Requirement » Edit the data from the line that contains "Agricultural drone survey: scan the aerial photo for yellow" through the line that contains "476, 500, 512, 551", replacing "separate lines" with "distinct lines" and leaving everything else unchanged. Return only those lines.

Dataset rows:
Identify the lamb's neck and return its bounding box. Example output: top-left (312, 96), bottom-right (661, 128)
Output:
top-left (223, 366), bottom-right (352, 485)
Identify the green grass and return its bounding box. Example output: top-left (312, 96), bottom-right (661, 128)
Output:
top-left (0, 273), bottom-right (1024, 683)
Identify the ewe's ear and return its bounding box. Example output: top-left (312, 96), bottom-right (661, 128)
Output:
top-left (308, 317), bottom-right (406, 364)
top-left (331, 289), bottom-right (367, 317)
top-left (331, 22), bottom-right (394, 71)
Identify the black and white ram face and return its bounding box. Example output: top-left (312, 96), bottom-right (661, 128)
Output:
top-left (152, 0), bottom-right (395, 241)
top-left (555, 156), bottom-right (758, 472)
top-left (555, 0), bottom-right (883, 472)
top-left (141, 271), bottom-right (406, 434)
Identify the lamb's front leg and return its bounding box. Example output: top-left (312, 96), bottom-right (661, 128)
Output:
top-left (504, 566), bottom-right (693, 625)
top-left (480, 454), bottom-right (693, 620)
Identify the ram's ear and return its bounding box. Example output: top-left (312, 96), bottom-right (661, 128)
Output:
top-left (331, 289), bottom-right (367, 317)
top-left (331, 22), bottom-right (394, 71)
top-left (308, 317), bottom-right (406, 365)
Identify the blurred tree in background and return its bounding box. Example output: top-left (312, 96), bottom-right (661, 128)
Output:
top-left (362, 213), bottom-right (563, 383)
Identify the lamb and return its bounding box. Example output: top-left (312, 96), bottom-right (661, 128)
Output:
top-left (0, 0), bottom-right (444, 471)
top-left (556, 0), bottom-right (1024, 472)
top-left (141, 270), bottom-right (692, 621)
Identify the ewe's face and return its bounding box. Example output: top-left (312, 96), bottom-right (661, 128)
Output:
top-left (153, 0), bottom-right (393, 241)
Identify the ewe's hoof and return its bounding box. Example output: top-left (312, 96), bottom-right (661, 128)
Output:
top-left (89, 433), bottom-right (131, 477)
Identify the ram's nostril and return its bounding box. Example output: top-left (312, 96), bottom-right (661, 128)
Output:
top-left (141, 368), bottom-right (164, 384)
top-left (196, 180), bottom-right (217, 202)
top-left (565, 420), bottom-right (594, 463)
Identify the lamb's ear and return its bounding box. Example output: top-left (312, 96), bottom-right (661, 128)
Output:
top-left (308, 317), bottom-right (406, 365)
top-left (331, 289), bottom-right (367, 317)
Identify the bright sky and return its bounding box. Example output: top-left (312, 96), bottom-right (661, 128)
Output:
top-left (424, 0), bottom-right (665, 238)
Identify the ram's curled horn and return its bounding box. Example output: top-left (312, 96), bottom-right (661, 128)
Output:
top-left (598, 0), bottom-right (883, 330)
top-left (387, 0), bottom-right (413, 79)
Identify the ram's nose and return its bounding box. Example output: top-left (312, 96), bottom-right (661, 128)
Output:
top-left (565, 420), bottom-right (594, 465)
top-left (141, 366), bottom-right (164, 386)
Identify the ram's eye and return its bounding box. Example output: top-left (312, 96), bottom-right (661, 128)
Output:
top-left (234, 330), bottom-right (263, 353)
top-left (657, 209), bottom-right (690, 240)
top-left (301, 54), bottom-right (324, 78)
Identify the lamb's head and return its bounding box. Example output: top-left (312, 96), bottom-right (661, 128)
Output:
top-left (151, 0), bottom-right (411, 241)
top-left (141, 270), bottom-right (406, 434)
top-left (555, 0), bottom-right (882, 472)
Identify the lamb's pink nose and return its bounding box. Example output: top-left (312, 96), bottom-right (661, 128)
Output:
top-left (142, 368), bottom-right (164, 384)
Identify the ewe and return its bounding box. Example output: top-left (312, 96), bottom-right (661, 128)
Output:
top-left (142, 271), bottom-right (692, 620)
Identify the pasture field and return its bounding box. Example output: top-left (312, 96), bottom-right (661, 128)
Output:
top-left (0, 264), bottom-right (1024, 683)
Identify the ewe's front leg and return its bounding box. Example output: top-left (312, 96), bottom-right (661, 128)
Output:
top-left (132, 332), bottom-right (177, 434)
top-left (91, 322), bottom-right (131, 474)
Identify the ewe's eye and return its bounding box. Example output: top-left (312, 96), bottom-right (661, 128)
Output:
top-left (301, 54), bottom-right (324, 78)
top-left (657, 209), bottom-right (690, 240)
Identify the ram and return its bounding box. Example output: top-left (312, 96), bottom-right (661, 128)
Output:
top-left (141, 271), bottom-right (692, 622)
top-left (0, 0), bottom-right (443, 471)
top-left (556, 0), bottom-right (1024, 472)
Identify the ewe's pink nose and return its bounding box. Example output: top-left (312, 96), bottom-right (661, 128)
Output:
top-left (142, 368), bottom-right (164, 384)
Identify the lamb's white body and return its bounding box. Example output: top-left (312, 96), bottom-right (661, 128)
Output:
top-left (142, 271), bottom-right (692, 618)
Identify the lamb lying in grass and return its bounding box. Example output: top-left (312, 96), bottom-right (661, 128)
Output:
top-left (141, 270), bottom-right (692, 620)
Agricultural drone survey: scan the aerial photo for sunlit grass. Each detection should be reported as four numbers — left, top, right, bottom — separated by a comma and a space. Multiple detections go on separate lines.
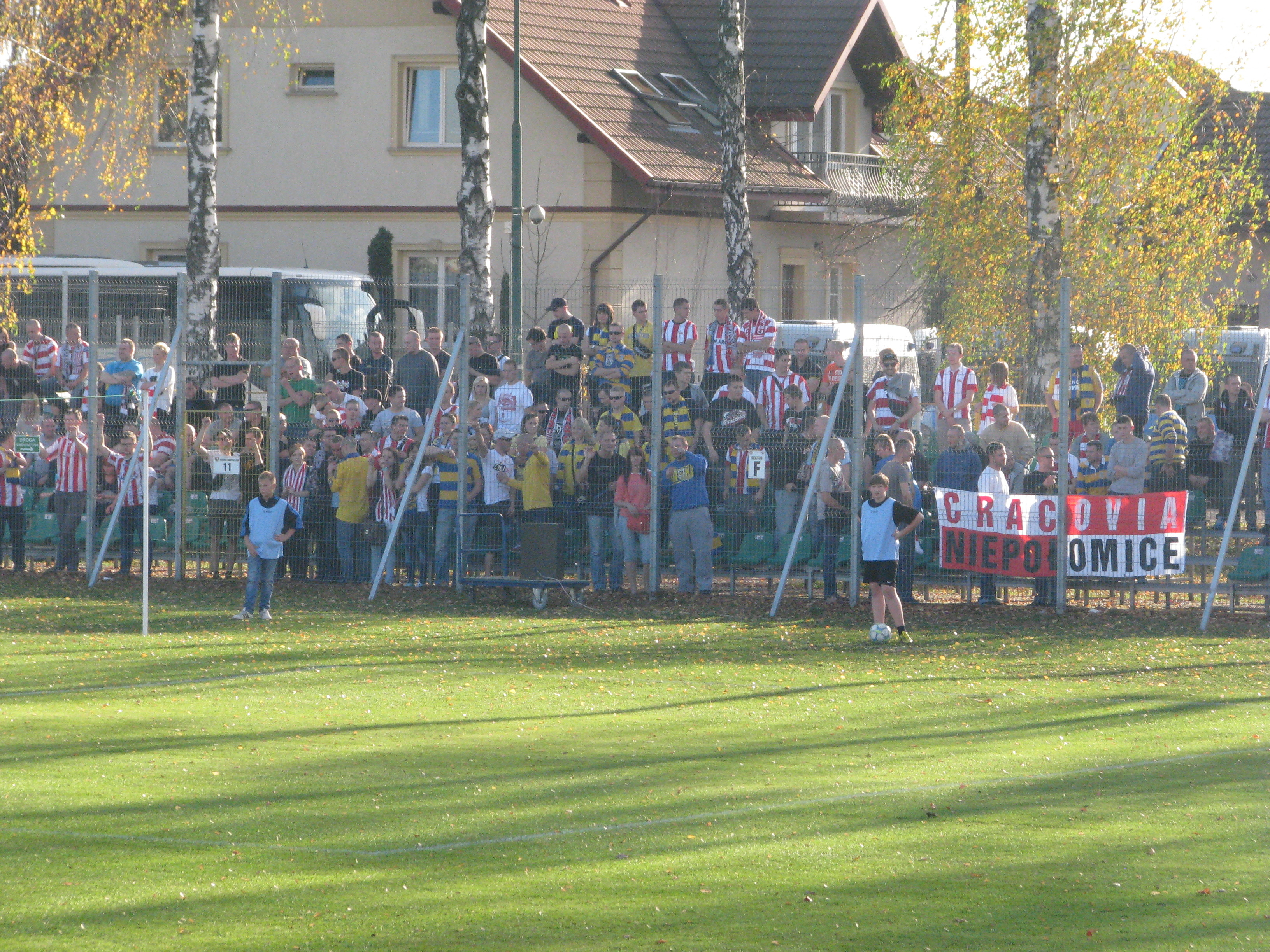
0, 584, 1270, 951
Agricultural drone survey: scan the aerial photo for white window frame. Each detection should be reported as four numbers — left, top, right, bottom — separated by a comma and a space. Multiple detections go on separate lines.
287, 62, 339, 96
150, 57, 229, 152
393, 57, 460, 155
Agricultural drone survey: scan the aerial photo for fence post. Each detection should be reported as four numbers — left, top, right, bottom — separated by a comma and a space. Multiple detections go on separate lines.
81, 270, 104, 584
168, 273, 192, 579
767, 274, 865, 618
645, 274, 665, 593
264, 271, 282, 481
1054, 275, 1072, 614
460, 274, 484, 592
366, 327, 467, 602
842, 274, 867, 608
1199, 348, 1270, 631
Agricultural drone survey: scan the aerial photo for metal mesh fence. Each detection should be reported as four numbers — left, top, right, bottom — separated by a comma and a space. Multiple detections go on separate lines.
0, 273, 1259, 614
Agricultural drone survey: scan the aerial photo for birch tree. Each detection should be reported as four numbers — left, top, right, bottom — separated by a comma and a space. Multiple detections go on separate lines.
455, 0, 494, 334
715, 0, 754, 313
1024, 0, 1063, 394
0, 0, 186, 259
186, 0, 221, 359
885, 0, 1264, 404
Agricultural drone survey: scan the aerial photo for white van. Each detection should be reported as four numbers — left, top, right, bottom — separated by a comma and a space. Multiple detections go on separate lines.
776, 321, 922, 392
0, 255, 376, 372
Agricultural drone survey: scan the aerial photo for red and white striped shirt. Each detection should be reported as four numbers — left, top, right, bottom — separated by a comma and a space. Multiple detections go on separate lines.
0, 449, 23, 506
371, 433, 414, 460
150, 433, 177, 466
706, 321, 740, 373
108, 453, 158, 506
935, 364, 979, 423
662, 321, 697, 371
282, 463, 309, 515
21, 334, 57, 380
737, 311, 776, 373
40, 436, 88, 492
758, 371, 812, 430
865, 377, 899, 430
375, 470, 398, 524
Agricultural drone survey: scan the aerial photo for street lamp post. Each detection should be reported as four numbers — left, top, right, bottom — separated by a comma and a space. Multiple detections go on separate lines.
510, 0, 523, 350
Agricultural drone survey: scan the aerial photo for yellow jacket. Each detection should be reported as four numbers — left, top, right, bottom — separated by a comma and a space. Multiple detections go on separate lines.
508, 449, 551, 511
330, 456, 371, 522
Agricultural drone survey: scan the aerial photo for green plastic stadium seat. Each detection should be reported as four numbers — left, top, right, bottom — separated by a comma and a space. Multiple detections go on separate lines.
728, 532, 776, 566
1228, 546, 1270, 581
767, 532, 813, 569
27, 513, 57, 546
150, 515, 168, 543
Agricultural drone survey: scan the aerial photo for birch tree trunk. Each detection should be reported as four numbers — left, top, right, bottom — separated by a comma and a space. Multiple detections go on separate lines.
715, 0, 754, 313
455, 0, 494, 334
186, 0, 221, 359
1024, 0, 1063, 402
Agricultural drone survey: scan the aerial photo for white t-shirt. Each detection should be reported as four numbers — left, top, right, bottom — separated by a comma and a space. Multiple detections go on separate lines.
481, 448, 516, 505
494, 381, 533, 433
371, 406, 423, 437
979, 466, 1010, 496
141, 364, 177, 413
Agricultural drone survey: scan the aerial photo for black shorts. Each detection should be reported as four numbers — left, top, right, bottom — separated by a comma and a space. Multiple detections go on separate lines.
860, 558, 899, 586
476, 500, 512, 551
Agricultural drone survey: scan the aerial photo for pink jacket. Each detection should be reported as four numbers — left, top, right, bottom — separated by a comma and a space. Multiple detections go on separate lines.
614, 473, 653, 515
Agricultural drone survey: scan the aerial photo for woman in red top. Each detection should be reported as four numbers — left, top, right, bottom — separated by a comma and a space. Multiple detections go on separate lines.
614, 446, 653, 592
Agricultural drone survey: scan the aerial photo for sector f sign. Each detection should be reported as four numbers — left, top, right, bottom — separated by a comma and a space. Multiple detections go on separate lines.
935, 489, 1186, 579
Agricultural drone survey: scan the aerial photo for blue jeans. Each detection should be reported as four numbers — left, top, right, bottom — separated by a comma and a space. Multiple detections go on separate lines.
817, 519, 842, 598
776, 489, 792, 536
742, 371, 772, 399
436, 506, 471, 585
119, 505, 150, 575
398, 509, 428, 581
335, 519, 363, 581
617, 515, 653, 566
242, 555, 278, 612
895, 532, 917, 602
670, 505, 714, 592
587, 513, 622, 592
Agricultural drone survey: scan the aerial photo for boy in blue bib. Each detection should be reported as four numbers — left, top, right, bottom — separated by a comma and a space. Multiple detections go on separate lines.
234, 470, 301, 622
860, 472, 922, 642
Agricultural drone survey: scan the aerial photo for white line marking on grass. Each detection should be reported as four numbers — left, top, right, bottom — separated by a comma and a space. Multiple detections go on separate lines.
0, 665, 337, 701
0, 747, 1270, 858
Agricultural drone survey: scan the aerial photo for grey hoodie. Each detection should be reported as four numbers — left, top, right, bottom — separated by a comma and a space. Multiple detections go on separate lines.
1107, 436, 1147, 495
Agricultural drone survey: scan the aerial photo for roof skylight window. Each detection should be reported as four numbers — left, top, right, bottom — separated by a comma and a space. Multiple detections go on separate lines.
658, 72, 723, 128
614, 70, 696, 132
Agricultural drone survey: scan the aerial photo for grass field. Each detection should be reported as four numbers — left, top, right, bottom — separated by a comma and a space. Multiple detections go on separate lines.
0, 581, 1270, 952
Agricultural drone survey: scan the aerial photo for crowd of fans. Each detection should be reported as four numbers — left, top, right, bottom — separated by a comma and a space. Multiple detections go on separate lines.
0, 298, 1270, 619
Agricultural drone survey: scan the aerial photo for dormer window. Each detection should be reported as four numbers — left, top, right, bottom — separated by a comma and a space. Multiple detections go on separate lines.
614, 70, 696, 132
658, 72, 723, 128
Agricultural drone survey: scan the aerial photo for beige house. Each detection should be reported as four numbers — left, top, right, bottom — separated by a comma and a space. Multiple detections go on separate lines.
35, 0, 921, 340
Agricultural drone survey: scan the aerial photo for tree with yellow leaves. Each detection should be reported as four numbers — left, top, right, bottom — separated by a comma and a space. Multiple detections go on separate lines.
888, 0, 1262, 404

Task solution »
Agricultural drone survey: scan the aerial photo for yellow jacket. Each detection should be reported as four numbers — left, top, right, bottom — separated by a comma and a space. Multiple detections go on distinct lines.
508, 449, 551, 511
330, 456, 371, 522
Agricultural drone survey: scan the aerial photo for green plastic stadium seat. Each detection should be reported as four numbers — left, top, right, bottom — separated by a comma and a space. Multiple detections go on distinct lines.
728, 532, 776, 566
1228, 546, 1270, 581
767, 532, 813, 569
27, 513, 57, 546
150, 515, 168, 543
Agricultural drone survey: scan the aerial photo for birch tree trunk. Each detection should be reported as four numbers — left, top, right, bottom — separated by a comma and a space. Multiple detections go on distinct lines.
715, 0, 754, 313
455, 0, 494, 334
186, 0, 221, 359
1024, 0, 1063, 402
Agricultural drone survey: scan the aerial photo for white t-shirt. Each detection should be reported as four numbers — left, top, right, bottom — separated by a comma and a space. Multiple detections go on distinct lines.
481, 448, 516, 505
494, 381, 533, 433
371, 406, 423, 437
979, 466, 1010, 496
141, 364, 177, 413
Agricultural drone survey: scan the aerial photo for black shorts. Each detection should be reported as four numbers — left, top, right, bottom — separated by a comma and a space. Multiple detections go on distinct lines.
860, 558, 899, 586
476, 500, 512, 551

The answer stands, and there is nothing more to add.